## sha0403 Group Title differentiate y=2(x+1)^3 by definition of differentiation.. help me? one year ago one year ago

1. privetek Group Title

chain rule - derivative of outside then derivative of inside: y'=2 (3(x+1)^(3-1)) *1 =6(x+1)^2

2. Jusaquikie Group Title

by the definition you have to use the limit as h approaches zero $\lim_{h \rightarrow 0}\frac{ (x+h)-x }{h }$

3. sha0403 Group Title

yes that is a formula... but how to find the answer using the formula? seriously i don't know..

4. sha0403 Group Title

5. Jusaquikie Group Title

sorry i'm not sure, the way i tried didn't get me the right answer

6. sha0403 Group Title

oo its ok..thanks

Warning: I'm going to do this directly. $$y=2(x+1)^3$$ $$y+\delta y=2(x+1+\delta x)^3$$ Now, $$\delta y=2(x+1)^3 -2(x+1+\delta x)^3$$ Note: $$x^3-y^3=(x-y)(x^2+y^2+xy)$$ So, $$\delta y=2[(x+1-(x+1+\delta x) ][(x+1)^2+(x+1+\delta x)^2+(x+1)(x+1+\delta x)$$] $$\delta y=2(\delta x)[(x+1)^2+(x+1+\delta x)^2+(x+1)(x+1+\delta x)$$] Dividing by $$\delta x$$, $$\frac{\delta y}{\delta x}=2[(x+1)^2+(x+1+\delta x)^2+(x+1)(x+1+\delta x)$$] taking the limit, $$\delta x \rightarrow 0$$ $\lim_{\delta x \rightarrow 0}{\frac{\delta y}{\delta x}}=\lim_{\delta x \rightarrow 0}{2[(x+1)^2+(x+1+\delta x)^2+(x+1)(x+1+\delta x) ]}$ Thus, $\frac{d y}{d x}=2[(x+1)^2+(x+1)^2+(x+1)(x+1) ]$ $\frac{d y}{d x}=6(x+1)^2$ voila! Though I cannot imagine what kind of person would ask you to do this...

8. sha0403 Group Title

hehe my lecturer ask to do this for my assignment..btw thanks for your help..i get it now.... ;)
****************************************
# Directive A
Write out the whole point-labeling listing again, requests included, scaling every point coordinate in its answers by 2.3 and rounding each result to a whole number, with halves rounded up. Leave the pictures out.
The differentiation thread and the listing come from unrelated sources.
****************************************
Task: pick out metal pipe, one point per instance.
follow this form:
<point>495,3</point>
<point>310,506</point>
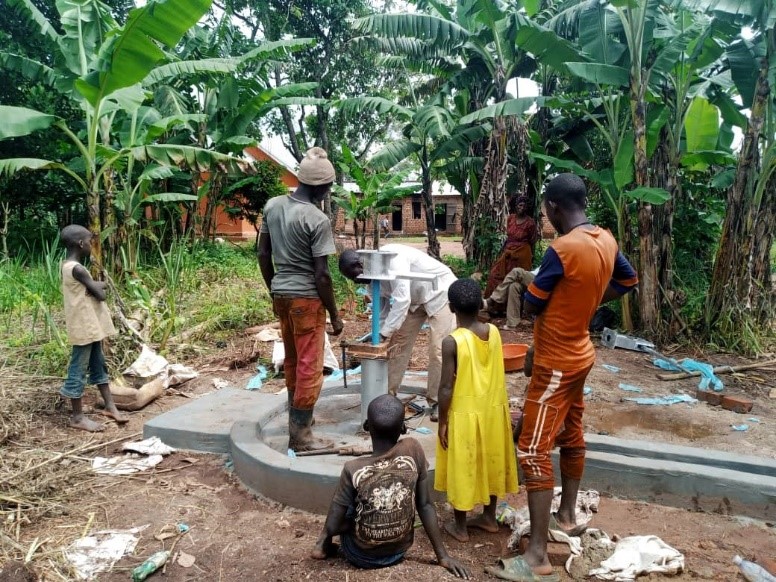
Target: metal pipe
<point>375,312</point>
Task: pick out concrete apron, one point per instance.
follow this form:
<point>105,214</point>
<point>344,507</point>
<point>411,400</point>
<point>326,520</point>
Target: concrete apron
****************************************
# Directive B
Set down the differentiation thread word for word, everything from "6. sha0403 Group" down to "to do this...".

# Full response A
Task: pick out metal pipe, one point per instance.
follow this form:
<point>495,3</point>
<point>310,506</point>
Target: metal pipe
<point>863,718</point>
Task: pick out concrete apron, one point per instance.
follow this form:
<point>105,214</point>
<point>344,507</point>
<point>411,400</point>
<point>326,520</point>
Target: concrete apron

# Full response B
6. sha0403 Group Title

oo its ok..thanks

Warning: I'm going to do this directly. $$y=2(x+1)^3$$ $$y+\delta y=2(x+1+\delta x)^3$$ Now, $$\delta y=2(x+1)^3 -2(x+1+\delta x)^3$$ Note: $$x^3-y^3=(x-y)(x^2+y^2+xy)$$ So, $$\delta y=2[(x+1-(x+1+\delta x) ][(x+1)^2+(x+1+\delta x)^2+(x+1)(x+1+\delta x)$$] $$\delta y=2(\delta x)[(x+1)^2+(x+1+\delta x)^2+(x+1)(x+1+\delta x)$$] Dividing by $$\delta x$$, $$\frac{\delta y}{\delta x}=2[(x+1)^2+(x+1+\delta x)^2+(x+1)(x+1+\delta x)$$] taking the limit, $$\delta x \rightarrow 0$$ $\lim_{\delta x \rightarrow 0}{\frac{\delta y}{\delta x}}=\lim_{\delta x \rightarrow 0}{2[(x+1)^2+(x+1+\delta x)^2+(x+1)(x+1+\delta x) ]}$ Thus, $\frac{d y}{d x}=2[(x+1)^2+(x+1)^2+(x+1)(x+1) ]$ $\frac{d y}{d x}=6(x+1)^2$ voila! Though I cannot imagine what kind of person would ask you to do this...